#### Task brief:
Please show each line of the listing below that contains the word "skin".

#### Pointing entries for named objects:
• • • • •
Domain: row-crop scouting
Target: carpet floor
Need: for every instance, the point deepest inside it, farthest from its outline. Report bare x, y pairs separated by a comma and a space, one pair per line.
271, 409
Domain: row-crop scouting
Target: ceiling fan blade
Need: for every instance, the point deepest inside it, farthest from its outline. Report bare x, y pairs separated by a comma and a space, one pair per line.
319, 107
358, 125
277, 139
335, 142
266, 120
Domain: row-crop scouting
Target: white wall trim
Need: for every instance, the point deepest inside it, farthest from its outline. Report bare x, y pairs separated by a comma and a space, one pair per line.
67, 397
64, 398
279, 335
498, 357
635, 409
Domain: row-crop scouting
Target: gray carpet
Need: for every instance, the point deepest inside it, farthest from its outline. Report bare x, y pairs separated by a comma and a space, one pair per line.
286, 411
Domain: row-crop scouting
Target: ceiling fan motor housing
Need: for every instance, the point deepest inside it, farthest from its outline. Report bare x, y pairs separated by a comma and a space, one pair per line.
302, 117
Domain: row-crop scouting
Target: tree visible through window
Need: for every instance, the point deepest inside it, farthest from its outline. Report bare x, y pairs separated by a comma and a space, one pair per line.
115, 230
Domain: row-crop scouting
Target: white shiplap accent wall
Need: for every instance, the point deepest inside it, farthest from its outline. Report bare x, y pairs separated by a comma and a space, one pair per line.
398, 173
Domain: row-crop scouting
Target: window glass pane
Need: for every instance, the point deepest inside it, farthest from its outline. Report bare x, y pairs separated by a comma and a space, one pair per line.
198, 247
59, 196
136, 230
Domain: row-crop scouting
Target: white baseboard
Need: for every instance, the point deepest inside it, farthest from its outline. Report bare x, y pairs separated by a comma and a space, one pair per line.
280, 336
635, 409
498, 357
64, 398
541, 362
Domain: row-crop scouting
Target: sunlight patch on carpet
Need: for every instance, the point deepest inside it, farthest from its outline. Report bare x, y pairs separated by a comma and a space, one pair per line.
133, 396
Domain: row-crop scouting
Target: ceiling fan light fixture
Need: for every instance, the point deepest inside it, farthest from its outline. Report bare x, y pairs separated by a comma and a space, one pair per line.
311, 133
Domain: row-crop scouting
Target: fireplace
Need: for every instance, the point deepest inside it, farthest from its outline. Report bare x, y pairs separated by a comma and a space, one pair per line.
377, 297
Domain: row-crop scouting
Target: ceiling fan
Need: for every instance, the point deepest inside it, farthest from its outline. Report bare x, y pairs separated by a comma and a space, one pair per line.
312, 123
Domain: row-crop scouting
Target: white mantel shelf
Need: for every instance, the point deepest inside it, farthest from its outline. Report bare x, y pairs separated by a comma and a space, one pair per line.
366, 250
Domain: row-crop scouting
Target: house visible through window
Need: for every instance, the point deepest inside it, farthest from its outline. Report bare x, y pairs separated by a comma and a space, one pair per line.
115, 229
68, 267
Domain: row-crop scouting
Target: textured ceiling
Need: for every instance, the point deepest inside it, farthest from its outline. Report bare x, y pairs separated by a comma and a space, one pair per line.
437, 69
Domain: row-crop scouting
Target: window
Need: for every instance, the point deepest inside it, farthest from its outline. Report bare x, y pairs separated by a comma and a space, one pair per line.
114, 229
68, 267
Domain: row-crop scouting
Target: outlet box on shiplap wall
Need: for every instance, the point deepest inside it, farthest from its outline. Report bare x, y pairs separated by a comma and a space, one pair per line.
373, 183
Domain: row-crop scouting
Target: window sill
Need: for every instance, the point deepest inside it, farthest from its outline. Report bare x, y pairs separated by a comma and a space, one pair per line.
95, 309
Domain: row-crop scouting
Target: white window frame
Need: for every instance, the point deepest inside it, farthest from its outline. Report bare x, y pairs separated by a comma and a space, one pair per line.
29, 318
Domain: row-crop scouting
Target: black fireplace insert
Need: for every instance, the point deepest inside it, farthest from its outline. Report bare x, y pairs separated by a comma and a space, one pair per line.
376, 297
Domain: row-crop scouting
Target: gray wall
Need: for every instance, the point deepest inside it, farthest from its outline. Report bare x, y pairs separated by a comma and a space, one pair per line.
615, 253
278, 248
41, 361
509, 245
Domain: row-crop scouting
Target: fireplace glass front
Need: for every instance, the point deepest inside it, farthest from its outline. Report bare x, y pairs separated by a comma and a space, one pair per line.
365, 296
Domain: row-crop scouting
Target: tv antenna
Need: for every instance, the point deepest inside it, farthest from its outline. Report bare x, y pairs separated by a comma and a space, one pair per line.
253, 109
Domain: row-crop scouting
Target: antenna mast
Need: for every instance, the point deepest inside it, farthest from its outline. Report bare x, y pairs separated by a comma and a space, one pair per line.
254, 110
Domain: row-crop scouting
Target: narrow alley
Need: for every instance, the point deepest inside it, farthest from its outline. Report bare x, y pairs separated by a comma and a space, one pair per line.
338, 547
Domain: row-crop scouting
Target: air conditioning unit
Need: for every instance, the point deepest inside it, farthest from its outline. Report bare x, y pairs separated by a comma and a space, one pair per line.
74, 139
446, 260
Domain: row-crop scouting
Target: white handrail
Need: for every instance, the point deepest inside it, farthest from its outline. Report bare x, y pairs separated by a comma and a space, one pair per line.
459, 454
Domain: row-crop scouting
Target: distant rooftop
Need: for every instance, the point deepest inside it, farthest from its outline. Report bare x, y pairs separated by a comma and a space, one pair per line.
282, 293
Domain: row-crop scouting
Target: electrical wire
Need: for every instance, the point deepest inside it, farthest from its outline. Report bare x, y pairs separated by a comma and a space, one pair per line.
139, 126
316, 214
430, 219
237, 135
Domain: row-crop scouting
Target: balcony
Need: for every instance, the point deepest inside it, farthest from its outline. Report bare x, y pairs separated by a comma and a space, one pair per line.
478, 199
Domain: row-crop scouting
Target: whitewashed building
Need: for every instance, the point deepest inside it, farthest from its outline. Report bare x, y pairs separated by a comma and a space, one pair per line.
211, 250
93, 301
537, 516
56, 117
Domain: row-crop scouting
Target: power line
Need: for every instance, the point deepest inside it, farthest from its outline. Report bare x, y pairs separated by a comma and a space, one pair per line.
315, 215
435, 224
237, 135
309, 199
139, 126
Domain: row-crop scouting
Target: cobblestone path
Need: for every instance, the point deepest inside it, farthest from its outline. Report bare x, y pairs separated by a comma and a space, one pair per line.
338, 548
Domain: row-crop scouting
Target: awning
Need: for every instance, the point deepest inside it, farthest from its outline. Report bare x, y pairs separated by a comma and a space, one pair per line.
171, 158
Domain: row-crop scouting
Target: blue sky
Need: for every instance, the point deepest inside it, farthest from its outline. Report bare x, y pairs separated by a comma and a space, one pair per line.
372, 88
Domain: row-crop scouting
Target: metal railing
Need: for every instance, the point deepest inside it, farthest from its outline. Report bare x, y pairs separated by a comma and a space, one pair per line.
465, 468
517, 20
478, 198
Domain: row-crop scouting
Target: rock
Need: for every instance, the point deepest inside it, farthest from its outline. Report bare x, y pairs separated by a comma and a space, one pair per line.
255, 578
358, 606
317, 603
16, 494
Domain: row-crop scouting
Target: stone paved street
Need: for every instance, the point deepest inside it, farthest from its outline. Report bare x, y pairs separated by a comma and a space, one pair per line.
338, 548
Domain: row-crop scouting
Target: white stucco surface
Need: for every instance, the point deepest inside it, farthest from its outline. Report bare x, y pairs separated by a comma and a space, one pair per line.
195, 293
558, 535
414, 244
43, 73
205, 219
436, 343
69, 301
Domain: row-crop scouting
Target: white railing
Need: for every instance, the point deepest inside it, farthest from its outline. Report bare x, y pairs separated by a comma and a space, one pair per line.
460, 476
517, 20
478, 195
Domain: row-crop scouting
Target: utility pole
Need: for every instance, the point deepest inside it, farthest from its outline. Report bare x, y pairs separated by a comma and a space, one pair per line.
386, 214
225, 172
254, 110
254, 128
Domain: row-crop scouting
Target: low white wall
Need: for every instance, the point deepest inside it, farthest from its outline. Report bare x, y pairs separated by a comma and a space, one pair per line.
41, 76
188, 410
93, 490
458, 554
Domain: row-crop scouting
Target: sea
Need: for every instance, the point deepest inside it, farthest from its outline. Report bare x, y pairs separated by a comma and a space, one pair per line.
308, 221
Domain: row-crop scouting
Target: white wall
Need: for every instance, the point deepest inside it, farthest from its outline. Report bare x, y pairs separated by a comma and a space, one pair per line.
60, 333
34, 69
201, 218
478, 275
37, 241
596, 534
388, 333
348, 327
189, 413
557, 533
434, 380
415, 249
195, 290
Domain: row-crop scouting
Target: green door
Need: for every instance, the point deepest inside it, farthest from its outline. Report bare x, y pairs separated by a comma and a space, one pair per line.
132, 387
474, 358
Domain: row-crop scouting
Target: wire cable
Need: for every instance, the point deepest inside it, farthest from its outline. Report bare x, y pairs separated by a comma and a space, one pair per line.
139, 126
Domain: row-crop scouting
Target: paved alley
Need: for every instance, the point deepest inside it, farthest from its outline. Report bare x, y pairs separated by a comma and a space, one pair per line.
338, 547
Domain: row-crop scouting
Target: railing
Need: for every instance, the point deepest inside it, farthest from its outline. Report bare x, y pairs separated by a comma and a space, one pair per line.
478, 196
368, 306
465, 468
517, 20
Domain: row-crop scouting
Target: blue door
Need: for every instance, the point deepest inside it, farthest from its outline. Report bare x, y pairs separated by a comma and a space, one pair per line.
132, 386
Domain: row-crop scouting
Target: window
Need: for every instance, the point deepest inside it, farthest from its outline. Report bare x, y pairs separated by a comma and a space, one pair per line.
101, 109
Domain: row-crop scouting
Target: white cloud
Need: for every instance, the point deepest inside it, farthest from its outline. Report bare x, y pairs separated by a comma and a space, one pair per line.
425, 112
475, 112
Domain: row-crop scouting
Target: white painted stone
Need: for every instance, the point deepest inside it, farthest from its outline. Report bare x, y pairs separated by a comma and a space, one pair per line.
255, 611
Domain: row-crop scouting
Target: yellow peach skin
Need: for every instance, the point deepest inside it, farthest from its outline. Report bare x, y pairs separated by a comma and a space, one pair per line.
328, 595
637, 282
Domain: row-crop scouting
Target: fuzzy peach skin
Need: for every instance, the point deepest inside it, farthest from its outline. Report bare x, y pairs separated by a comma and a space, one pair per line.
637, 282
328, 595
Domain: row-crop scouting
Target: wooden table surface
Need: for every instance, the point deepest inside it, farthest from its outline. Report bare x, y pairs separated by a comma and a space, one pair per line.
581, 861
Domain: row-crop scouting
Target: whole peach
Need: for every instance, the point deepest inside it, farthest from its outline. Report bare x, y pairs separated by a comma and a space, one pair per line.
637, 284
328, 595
• • • • •
#### Result of this task:
Target: yellow peach skin
Target: fuzzy peach skin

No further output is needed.